*SUPPLIED TEXT*.
National Institute of Technology, Hiroshima CollegeTitle –
Fluid mechanics class that is a specialized basic subject in engineering education is difficult to learn for technical college students, and in order to earn the class credits, the study of students on fluid mechanics is easily limited to taking only the form of partial differential equations into account, and there is a problem in the quality of education that students are not able to understand and apply their knowledge of fluid mechanics very well.
In the flipped classroom, students prepare for new learning content by watching video lessons at home, and there is no lecture in the classroom. On the contrary, the teacher gives individualized instruction to each student on assignments that would traditionally be considered homework, and students work on them in collaboration with other students.
Since significant learning results can be expected from active and self-directed learning through active learning in flipped classrooms, it is assumed that flipped classrooms will gradually spread through experimental efforts, especially since it is considered to be a learning method compatible with online learning in the post-COVID19 era.
The purpose of this study is to introduce OpenFOAM that is a free software for fluid analysis into the flipped classroom, which has been attracting attention in the field of education, in response to the question of quality assurance in fluid mechanics classes in technical college education, and to find out how the simulation results of fluid phenomena visualized by students themselves can be connected to theoretical knowledge of fluid mechanics. From this educational practice in technical college, we aim to develop a remote flipped learning method to draw students' interests and make them feel "interesting and want to know more" by introducing the OpenFOAM into fluid mechanics class.
In this paper, we introduce a practical case study of a fluid simulation theme using OpenFOAM at Hiroshima College, in which students were asked to simulate fluid dynamics on their own by trial and error, following the operation manual of OpenFOAM, even they know less about theoretical knowledge of fluid mechanics.

*WHAT TO PRODUCE*. Transcribe the part of the fluid mechanics abstract starting at "In this paper, we" and ending at "about theoretical knowledge of fluid mechanics.".

*STORED DATA*.
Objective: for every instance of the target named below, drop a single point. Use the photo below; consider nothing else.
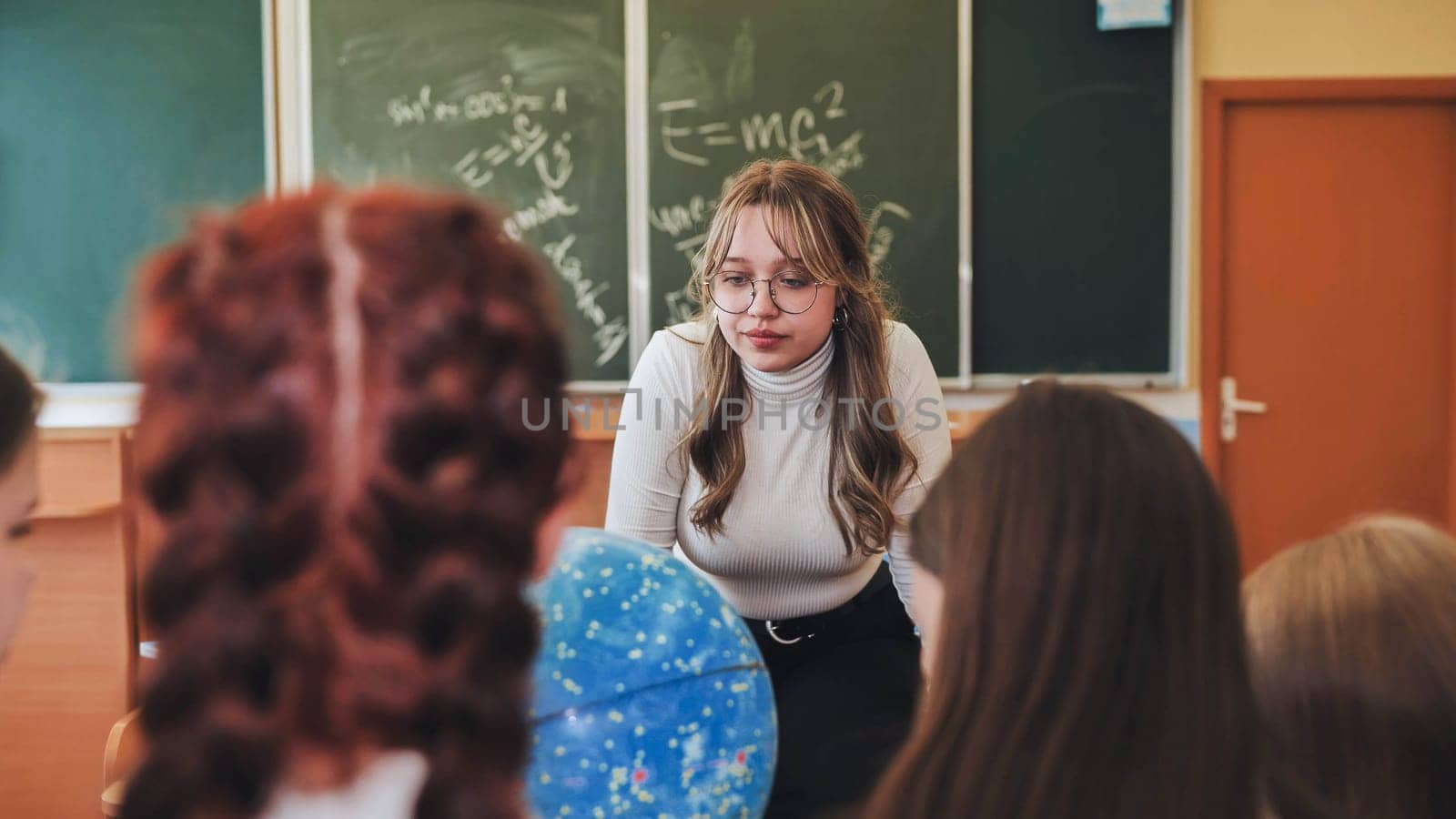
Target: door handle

*REPLY TO THE TASK*.
In this paper, we introduce a practical case study of a fluid simulation theme using OpenFOAM at Hiroshima College, in which students were asked to simulate fluid dynamics on their own by trial and error, following the operation manual of OpenFOAM, even they know less about theoretical knowledge of fluid mechanics.